* Material for this task *

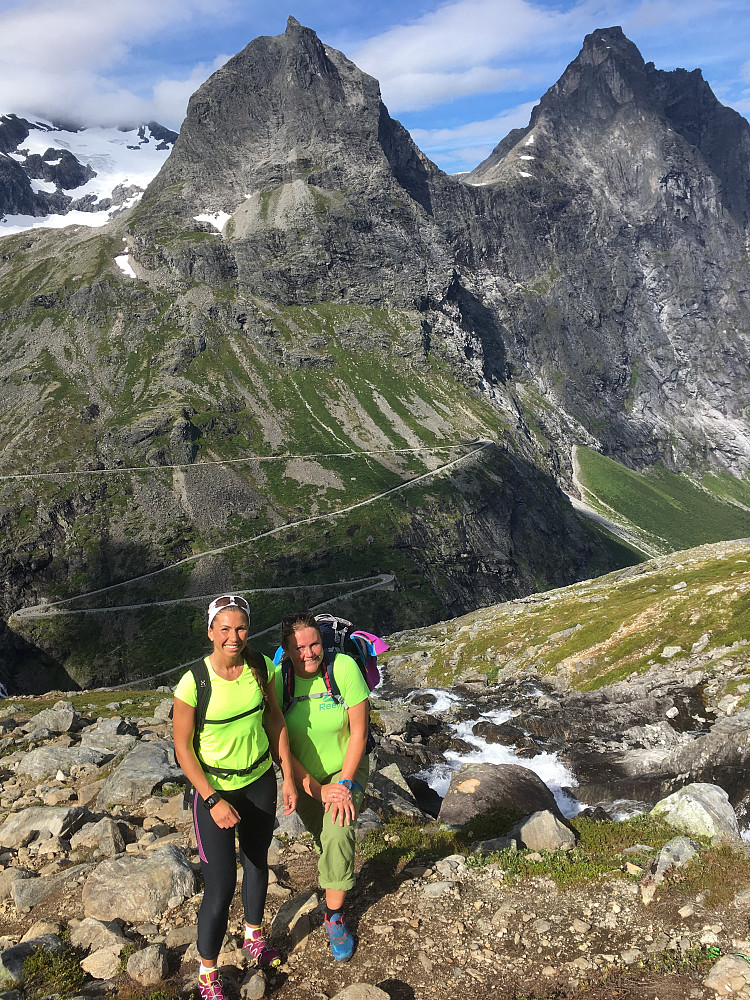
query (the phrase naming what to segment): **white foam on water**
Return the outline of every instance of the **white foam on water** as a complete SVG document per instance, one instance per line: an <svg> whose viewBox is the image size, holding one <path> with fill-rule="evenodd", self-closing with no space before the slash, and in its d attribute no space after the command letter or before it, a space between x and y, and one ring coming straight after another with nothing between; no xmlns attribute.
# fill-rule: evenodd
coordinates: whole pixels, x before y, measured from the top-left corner
<svg viewBox="0 0 750 1000"><path fill-rule="evenodd" d="M462 698L452 691L445 691L443 688L416 688L406 696L406 701L410 701L419 694L430 694L435 699L435 704L430 706L430 715L438 715L447 712L451 705L456 705Z"/></svg>
<svg viewBox="0 0 750 1000"><path fill-rule="evenodd" d="M449 707L451 704L463 700L450 691L431 689L429 693L436 698L435 705L430 709L433 715L439 711L445 711L443 705ZM445 701L442 701L439 696L444 696ZM508 719L512 719L514 715L516 712L511 709L493 709L482 712L479 719L459 722L452 726L456 737L475 749L463 754L455 750L447 750L444 754L445 762L440 762L434 767L421 771L418 776L424 779L433 791L444 797L450 785L451 775L462 764L518 764L520 767L533 771L542 779L555 796L555 801L563 816L575 816L584 807L568 792L564 792L563 788L575 787L578 781L567 765L558 759L557 754L542 752L536 757L519 758L513 752L513 747L502 746L499 743L487 743L481 736L475 736L472 731L477 722L492 722L499 726L507 722Z"/></svg>

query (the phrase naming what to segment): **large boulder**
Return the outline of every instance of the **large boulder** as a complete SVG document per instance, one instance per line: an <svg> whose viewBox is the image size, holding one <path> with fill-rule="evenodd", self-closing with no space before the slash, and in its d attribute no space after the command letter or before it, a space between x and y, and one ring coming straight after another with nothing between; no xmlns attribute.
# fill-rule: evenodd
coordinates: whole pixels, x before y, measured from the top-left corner
<svg viewBox="0 0 750 1000"><path fill-rule="evenodd" d="M740 827L729 796L718 785L696 781L657 802L652 816L693 837L739 838Z"/></svg>
<svg viewBox="0 0 750 1000"><path fill-rule="evenodd" d="M524 816L549 810L563 819L542 779L519 764L464 764L451 777L438 819L463 826L499 806L517 809Z"/></svg>
<svg viewBox="0 0 750 1000"><path fill-rule="evenodd" d="M88 815L83 806L31 806L0 827L0 847L25 847L40 833L69 837Z"/></svg>
<svg viewBox="0 0 750 1000"><path fill-rule="evenodd" d="M74 865L65 868L54 875L42 875L39 878L19 879L13 883L13 902L19 913L28 913L37 903L51 896L58 889L68 886L75 890L78 880L91 870L90 864Z"/></svg>
<svg viewBox="0 0 750 1000"><path fill-rule="evenodd" d="M148 858L120 855L103 861L86 880L81 901L87 917L119 917L134 924L161 918L194 892L195 877L185 855L167 845Z"/></svg>
<svg viewBox="0 0 750 1000"><path fill-rule="evenodd" d="M51 733L67 733L73 729L80 719L80 715L73 707L72 701L58 701L52 708L42 709L33 716L23 728L26 732L36 729L49 729Z"/></svg>
<svg viewBox="0 0 750 1000"><path fill-rule="evenodd" d="M51 774L62 771L63 774L70 774L72 768L81 764L93 764L99 767L112 756L102 750L93 747L37 747L24 754L18 764L18 773L27 774L30 778L46 778Z"/></svg>
<svg viewBox="0 0 750 1000"><path fill-rule="evenodd" d="M174 749L166 740L138 743L110 774L97 797L100 809L110 803L135 805L165 781L182 778Z"/></svg>

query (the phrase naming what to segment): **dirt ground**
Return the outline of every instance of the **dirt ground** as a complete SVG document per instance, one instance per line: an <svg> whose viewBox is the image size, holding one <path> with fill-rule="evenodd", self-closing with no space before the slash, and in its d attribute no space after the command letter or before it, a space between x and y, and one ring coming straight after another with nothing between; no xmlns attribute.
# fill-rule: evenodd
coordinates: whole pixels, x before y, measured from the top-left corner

* Exercise instructions *
Take the entries above and set them down exactly, minus the pictures.

* Answer to the exercise *
query (the phrase naming what to segment): **white foam on water**
Return the outline of every instance of the **white foam on water** as a complete SVG document per instance, one instance per line: an <svg> whose viewBox is the image size, holding one <path> with fill-rule="evenodd", self-closing with no space before the slash, and in its d attribute no space after the command letter or before it, a space between x and y, and one ring coming straight after another with nothing between; no xmlns attribute.
# fill-rule: evenodd
coordinates: whole pixels, x before y, measured from the top-left corner
<svg viewBox="0 0 750 1000"><path fill-rule="evenodd" d="M462 698L452 691L445 691L443 688L416 688L406 696L406 701L410 701L419 694L430 694L435 699L435 704L430 706L430 715L438 715L447 712L451 705L456 705Z"/></svg>
<svg viewBox="0 0 750 1000"><path fill-rule="evenodd" d="M449 707L451 704L463 700L450 691L431 689L429 693L436 698L435 705L430 709L433 715L439 711L445 711L443 705ZM445 701L442 701L439 696L444 696ZM508 719L512 719L514 715L516 712L511 709L493 709L482 712L479 719L459 722L452 726L456 737L475 749L463 754L455 750L447 750L444 754L445 762L440 762L434 767L421 771L418 776L424 779L433 791L444 797L450 785L451 775L462 764L518 764L520 767L533 771L542 779L555 796L555 801L563 816L575 816L584 807L568 792L564 792L563 788L575 787L578 781L567 765L558 759L557 754L542 752L536 757L519 758L513 752L513 747L502 746L499 743L487 743L481 736L475 736L472 731L477 722L492 722L499 726L507 722Z"/></svg>

query (the phrase naming what to segment): **large boulder**
Return the outline of every instance of the **large boulder** as a complete SVG document per instance, one instance per line: an <svg> whose viewBox is the image size, holding one <path> with fill-rule="evenodd", self-closing with no space before the slash, and in its d attribute no space after the command letter or before it, a space between x and y, and one ring coming straight after another with nothing between; no xmlns attribute.
# fill-rule: evenodd
coordinates: whole pixels, x before y, measured from the top-left corner
<svg viewBox="0 0 750 1000"><path fill-rule="evenodd" d="M740 827L729 796L718 785L696 781L657 802L652 816L693 837L739 838Z"/></svg>
<svg viewBox="0 0 750 1000"><path fill-rule="evenodd" d="M524 816L549 810L563 819L542 779L519 764L464 764L451 777L438 819L463 826L499 806L517 809Z"/></svg>
<svg viewBox="0 0 750 1000"><path fill-rule="evenodd" d="M88 815L83 806L31 806L0 827L0 847L25 847L40 833L69 837Z"/></svg>
<svg viewBox="0 0 750 1000"><path fill-rule="evenodd" d="M74 865L65 868L54 875L42 875L39 878L19 879L13 883L13 902L19 913L28 913L37 903L51 896L58 889L68 886L75 890L78 880L91 870L90 864Z"/></svg>
<svg viewBox="0 0 750 1000"><path fill-rule="evenodd" d="M148 858L120 855L103 861L86 880L81 901L87 917L119 917L134 924L161 918L194 892L195 877L185 855L167 845Z"/></svg>
<svg viewBox="0 0 750 1000"><path fill-rule="evenodd" d="M51 733L67 733L73 729L80 719L80 715L73 707L72 701L58 701L52 708L42 709L33 716L23 728L26 732L36 729L49 729Z"/></svg>
<svg viewBox="0 0 750 1000"><path fill-rule="evenodd" d="M51 774L62 771L63 774L70 774L72 768L81 764L93 764L99 767L112 756L102 750L93 747L37 747L24 754L18 764L18 773L27 774L30 778L46 778Z"/></svg>
<svg viewBox="0 0 750 1000"><path fill-rule="evenodd" d="M174 749L166 740L138 743L110 774L97 797L100 809L110 803L135 805L165 781L182 778Z"/></svg>

query (the phrase naming what to segment): **dirt ground**
Return the outline of every instance of the **dirt ground** as a complete SVG document per instance, one instance per line: an <svg> whose viewBox is the image size, holding one <path> with fill-rule="evenodd", self-closing with no space before the slash, and in its d attribute no space after the command letter or before it, a space between x and y, and one ring coming straight after another with nothing between; no xmlns attribute.
# fill-rule: evenodd
coordinates: whole pixels, x before y, measured from the top-left corner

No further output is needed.